ЗАДАНИЕ:
Допишите текст о жизненном пути Булгакова, начав сразу после его последнего предложения.

ИСХОДНЫЙ ТЕКСТ:

════════════════════

Революционные годы открываются в биографии Булгакова принятием священства, которое окончательно и вещественно закрепило переход его философского идеализма в православную церковность. Это событие совершилось летом 1918 года, в период работы Поместного Собора Российской Церкви. Булгаков был его деятельным участником, а часто и близким сотрудником св. Тихона, новоизбранного патриарха. Вскоре за тем ему пришлось выехать из Москвы в Крым за находящейся там семьей, вернуться он по условиям времени не смог. Но еще прежде, в первые же послеоктябрьские месяцы, он успел написать важную вещь, выражающую его отношение к русской смуте, – диалоги «На пиру богов», прямо перекликающиеся с «Тремя разговорами» Соловьева. Диалоги вошли в знаменитый сборник «Из глубины» (1918), явившийся продолжением «Вех» и соборным суждением русской мысли о русской революции. Крымские годы о. Сергия (1918–1922), прошедшие в изоляции и лишениях, были временем интенсивной философской работы. Главное из написанного в Крыму – книги «Трагедия философии» и «Философия имени». Они заметно отличаются от его ранней метафизики, близкой по типу к шеллинговой «философии откровения». Вместо канонического набора тем «о Боге, мире и человеке», развиваемых в вольно-описательном стиле, в центре находятся темы иного рода: о самой философии и ее внутренних границах («Трагедия философии») или о языке, связи мысли и слова («Философия имени»). Это были, однако, его последние философские труды. Подвергнув в них критике всю философскую традицию Нового времени, о. Сергий в дальнейшем переходит исключительно к богословскому творчеству.

Судьба мыслителя соединила во времени две важные вехи его пути: вольное расставание с философией и насильное разлучение с родиной. В 1922 году он был включен в обширный список философов, ученых и общественных деятелей, изгонявшихся за границу, и в последние дни года выслан из Крыма в Константинополь. Оттуда он вскоре переехал в Прагу. Все годы изгнания о. Сергий оставался одною из ведущих фигур в церковной и академической жизни эмиграции, снова, как и на родине, участвуя во множестве начинаний. Главнейшим из них была организация и деятельность Православного Богословского института, который открылся в Париже в 1925 году. Перебравшись из Праги, о. Сергий со дня основания института становится его деканом и главой кафедры догматического богословия. Под его руководством Сергиевское Подворье – как назван был комплекс институтских строений с храмом преп. Сергия Радонежского – сделалось выдающимся центром русской религиозной мысли и православного просвещения на Западе.

════════════════════

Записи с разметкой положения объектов
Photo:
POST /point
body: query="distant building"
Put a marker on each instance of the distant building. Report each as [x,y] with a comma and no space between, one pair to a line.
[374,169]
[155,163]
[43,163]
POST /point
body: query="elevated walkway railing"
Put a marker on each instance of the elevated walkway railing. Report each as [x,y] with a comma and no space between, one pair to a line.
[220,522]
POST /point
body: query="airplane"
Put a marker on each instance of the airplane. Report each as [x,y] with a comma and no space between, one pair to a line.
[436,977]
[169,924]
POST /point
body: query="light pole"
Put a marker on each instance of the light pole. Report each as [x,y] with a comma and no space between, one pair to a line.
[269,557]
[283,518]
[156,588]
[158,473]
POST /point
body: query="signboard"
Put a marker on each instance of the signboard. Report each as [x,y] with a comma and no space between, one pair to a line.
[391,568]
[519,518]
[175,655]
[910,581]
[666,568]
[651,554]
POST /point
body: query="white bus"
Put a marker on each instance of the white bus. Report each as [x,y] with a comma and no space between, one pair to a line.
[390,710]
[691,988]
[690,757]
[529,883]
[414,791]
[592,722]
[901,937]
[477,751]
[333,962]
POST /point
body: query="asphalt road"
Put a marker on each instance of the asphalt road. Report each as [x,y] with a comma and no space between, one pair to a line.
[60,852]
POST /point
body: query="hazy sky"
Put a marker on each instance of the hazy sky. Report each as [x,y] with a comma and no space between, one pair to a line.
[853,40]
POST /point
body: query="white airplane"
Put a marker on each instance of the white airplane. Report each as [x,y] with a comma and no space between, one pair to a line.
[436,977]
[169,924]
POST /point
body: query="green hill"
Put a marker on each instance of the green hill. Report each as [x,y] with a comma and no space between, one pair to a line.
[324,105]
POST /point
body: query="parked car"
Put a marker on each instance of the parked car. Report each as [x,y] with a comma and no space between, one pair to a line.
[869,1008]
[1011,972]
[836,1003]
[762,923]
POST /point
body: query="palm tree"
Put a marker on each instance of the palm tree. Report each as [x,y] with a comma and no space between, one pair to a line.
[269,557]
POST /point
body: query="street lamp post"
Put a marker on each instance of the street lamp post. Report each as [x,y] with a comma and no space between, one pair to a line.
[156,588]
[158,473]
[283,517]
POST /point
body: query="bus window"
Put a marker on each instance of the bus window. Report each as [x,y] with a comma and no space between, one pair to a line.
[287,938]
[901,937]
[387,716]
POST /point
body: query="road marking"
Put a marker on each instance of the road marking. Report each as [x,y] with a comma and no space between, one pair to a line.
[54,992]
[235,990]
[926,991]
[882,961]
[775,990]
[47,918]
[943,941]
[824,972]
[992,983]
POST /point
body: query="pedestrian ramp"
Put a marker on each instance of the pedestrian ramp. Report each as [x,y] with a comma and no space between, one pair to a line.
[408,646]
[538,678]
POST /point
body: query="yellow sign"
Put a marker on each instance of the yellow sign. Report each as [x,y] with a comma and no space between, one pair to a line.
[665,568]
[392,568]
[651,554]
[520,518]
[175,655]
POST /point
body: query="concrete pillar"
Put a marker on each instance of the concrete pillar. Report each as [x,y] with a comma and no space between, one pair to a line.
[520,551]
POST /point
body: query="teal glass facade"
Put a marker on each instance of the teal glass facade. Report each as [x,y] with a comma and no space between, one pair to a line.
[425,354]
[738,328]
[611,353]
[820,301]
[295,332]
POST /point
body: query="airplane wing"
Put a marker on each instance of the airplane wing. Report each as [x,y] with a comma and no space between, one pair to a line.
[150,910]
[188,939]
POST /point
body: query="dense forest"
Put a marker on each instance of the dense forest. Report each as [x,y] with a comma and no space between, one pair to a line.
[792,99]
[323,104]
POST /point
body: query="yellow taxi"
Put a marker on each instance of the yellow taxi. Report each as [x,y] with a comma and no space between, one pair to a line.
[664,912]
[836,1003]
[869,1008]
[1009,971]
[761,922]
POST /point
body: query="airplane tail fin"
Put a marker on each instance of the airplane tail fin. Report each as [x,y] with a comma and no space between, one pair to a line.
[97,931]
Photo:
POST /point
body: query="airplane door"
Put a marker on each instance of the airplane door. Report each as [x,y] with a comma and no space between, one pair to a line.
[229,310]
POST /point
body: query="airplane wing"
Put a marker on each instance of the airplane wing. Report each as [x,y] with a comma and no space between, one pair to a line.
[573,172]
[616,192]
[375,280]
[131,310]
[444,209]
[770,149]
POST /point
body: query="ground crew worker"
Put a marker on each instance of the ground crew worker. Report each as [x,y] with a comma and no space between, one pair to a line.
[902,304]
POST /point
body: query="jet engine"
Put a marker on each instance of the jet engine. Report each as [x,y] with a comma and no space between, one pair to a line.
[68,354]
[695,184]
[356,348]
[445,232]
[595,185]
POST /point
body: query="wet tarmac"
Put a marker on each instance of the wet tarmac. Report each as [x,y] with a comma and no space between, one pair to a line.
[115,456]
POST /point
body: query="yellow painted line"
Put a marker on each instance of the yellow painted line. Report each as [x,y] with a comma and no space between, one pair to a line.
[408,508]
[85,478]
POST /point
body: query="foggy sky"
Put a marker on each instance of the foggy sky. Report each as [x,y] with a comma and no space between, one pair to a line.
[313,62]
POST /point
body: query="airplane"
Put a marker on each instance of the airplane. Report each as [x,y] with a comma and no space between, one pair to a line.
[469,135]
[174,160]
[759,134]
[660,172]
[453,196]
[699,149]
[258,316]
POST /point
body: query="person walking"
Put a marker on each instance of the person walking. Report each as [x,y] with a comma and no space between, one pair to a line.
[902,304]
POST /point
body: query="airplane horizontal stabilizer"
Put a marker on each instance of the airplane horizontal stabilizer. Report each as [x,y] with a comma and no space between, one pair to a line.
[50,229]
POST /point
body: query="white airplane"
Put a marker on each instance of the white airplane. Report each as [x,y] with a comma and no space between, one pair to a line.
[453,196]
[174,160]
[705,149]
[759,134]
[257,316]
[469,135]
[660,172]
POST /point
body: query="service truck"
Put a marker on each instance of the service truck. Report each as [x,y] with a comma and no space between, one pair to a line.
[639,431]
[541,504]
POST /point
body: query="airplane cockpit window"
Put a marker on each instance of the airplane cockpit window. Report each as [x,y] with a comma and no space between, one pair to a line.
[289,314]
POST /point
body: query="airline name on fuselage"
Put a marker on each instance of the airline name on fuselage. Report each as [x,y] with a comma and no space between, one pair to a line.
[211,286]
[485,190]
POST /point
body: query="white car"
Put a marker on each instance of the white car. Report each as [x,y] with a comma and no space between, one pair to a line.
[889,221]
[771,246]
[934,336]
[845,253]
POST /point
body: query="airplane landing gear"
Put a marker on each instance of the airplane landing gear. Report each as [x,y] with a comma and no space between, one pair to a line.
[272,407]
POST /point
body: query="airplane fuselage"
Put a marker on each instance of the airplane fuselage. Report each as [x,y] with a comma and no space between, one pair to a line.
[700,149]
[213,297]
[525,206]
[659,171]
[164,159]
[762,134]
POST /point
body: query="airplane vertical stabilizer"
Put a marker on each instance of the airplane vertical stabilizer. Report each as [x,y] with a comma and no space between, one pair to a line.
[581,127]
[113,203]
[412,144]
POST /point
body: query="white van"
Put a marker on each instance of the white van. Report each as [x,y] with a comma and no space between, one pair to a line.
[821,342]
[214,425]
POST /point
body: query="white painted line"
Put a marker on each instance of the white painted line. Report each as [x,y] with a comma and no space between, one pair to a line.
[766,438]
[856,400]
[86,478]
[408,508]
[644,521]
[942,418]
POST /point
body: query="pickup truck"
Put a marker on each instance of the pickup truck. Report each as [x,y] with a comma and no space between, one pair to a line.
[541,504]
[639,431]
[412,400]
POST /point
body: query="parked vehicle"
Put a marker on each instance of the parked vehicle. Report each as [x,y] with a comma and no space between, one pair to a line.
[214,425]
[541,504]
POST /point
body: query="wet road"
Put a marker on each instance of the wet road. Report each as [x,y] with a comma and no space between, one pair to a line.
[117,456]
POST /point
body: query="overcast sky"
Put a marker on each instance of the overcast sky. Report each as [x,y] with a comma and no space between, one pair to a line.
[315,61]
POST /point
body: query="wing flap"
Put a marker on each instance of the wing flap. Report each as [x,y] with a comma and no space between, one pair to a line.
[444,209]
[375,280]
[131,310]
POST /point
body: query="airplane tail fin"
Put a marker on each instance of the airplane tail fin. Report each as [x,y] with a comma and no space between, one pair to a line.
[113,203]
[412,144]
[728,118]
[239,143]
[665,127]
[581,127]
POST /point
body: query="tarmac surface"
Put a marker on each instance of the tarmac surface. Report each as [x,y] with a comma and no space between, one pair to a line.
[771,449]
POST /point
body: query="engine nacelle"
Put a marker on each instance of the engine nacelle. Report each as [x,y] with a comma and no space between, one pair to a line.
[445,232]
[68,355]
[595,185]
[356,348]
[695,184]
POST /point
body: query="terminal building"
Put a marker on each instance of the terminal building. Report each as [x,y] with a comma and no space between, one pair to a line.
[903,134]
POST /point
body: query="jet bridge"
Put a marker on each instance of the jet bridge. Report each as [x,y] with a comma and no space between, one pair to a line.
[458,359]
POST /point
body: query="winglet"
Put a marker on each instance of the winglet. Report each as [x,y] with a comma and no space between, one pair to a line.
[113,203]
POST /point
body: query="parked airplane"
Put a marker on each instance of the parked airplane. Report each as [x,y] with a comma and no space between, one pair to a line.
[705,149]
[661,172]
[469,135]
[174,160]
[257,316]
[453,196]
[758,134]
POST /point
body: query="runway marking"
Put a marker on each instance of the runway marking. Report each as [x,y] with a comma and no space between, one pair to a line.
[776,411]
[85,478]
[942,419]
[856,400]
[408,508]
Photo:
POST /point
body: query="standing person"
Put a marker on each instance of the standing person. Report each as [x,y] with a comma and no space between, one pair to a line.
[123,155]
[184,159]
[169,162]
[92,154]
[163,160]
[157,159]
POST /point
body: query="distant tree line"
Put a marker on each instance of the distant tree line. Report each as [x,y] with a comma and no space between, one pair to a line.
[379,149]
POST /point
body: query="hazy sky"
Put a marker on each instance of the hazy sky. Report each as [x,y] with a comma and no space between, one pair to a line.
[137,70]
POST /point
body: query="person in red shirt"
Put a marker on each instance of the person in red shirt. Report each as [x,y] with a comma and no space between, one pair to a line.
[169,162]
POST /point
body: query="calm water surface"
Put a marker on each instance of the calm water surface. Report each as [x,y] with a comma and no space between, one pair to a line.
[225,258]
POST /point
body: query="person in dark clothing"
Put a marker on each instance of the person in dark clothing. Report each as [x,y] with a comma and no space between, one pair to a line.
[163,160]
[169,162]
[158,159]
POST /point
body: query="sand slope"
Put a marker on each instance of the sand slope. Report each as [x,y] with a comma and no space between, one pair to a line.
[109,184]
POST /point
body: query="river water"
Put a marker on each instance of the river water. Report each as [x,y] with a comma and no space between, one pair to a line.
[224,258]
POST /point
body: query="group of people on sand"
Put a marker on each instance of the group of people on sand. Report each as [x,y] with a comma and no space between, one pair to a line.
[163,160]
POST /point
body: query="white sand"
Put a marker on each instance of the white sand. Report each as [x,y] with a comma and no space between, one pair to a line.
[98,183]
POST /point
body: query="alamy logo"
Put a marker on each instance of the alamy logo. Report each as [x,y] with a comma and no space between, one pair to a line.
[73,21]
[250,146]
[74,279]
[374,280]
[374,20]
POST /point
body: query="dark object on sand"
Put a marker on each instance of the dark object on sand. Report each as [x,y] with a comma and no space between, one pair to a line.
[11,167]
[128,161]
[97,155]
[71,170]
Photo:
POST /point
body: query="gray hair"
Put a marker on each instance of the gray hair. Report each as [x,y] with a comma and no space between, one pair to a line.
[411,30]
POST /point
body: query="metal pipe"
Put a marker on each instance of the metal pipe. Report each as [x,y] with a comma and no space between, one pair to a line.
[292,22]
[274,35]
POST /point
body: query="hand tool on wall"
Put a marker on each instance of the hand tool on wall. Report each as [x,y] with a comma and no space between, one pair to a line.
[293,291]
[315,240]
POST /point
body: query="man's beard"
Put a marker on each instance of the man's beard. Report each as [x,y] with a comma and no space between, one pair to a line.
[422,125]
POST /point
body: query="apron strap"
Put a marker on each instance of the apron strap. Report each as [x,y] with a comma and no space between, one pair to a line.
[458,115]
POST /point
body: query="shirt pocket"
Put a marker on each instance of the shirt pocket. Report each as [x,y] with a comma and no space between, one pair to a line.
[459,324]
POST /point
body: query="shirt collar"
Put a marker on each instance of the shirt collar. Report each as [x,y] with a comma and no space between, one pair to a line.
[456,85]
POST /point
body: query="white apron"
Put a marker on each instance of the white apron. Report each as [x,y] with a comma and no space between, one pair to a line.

════════════════════

ОТВЕТ:
Творчество о. Сергия в эмигрантский период также необычайно интенсивно. Как уже сказано, целиком посвященное богословию, оно охватывает самые разные его разделы и темы. Но в центре всего стоят капитальные догматические труды – так называемая большая трилогия, в которой Булгаков развертывает самостоятельную богословскую систему: «Агнец Божий» (1933) – «Утешитель» (1936) – «Невеста Агнца» (1945). Эта система – окончательная формулировка его учения о Софии и Богочеловечестве. Разработка системы ведется и в других трудах, создаваемых о. Сергием в последние годы жизни. Уже после его кончины в Париже 12 июля 1944 года увидели свет, помимо «Невесты Агнца», немало значительных работ, из которых назовем «Софиологию смерти», «Апокалипсис Иоанна», «Расизм и христианство». В этих работах находят свое завершение его многолетние темы. В самом главном у него счастливая творческая судьба: ему было дано сполна выразить себя.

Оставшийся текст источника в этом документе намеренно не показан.